— Written instruction —
Show every line below that contains the string "wheel", matching case exactly.

— Data —
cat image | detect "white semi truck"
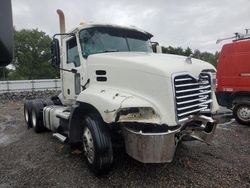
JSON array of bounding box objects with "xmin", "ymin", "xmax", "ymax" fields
[{"xmin": 24, "ymin": 11, "xmax": 218, "ymax": 175}]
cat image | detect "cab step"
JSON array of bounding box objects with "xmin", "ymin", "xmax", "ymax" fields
[{"xmin": 53, "ymin": 133, "xmax": 67, "ymax": 143}]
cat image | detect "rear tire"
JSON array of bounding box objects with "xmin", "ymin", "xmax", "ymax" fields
[
  {"xmin": 82, "ymin": 114, "xmax": 113, "ymax": 176},
  {"xmin": 23, "ymin": 100, "xmax": 32, "ymax": 128},
  {"xmin": 31, "ymin": 99, "xmax": 45, "ymax": 133},
  {"xmin": 233, "ymin": 103, "xmax": 250, "ymax": 125}
]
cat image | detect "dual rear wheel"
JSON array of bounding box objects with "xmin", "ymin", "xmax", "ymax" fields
[
  {"xmin": 233, "ymin": 103, "xmax": 250, "ymax": 125},
  {"xmin": 24, "ymin": 99, "xmax": 113, "ymax": 176},
  {"xmin": 24, "ymin": 99, "xmax": 53, "ymax": 133}
]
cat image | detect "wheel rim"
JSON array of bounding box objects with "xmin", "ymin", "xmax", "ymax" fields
[
  {"xmin": 83, "ymin": 127, "xmax": 95, "ymax": 164},
  {"xmin": 237, "ymin": 106, "xmax": 250, "ymax": 121},
  {"xmin": 24, "ymin": 108, "xmax": 29, "ymax": 122},
  {"xmin": 32, "ymin": 111, "xmax": 37, "ymax": 127}
]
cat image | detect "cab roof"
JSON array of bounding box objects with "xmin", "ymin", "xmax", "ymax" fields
[{"xmin": 67, "ymin": 22, "xmax": 153, "ymax": 38}]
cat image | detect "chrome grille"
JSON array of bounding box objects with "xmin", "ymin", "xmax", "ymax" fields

— Complete response —
cat image | detect "dual rear wheel"
cat image | detect "wheel rim"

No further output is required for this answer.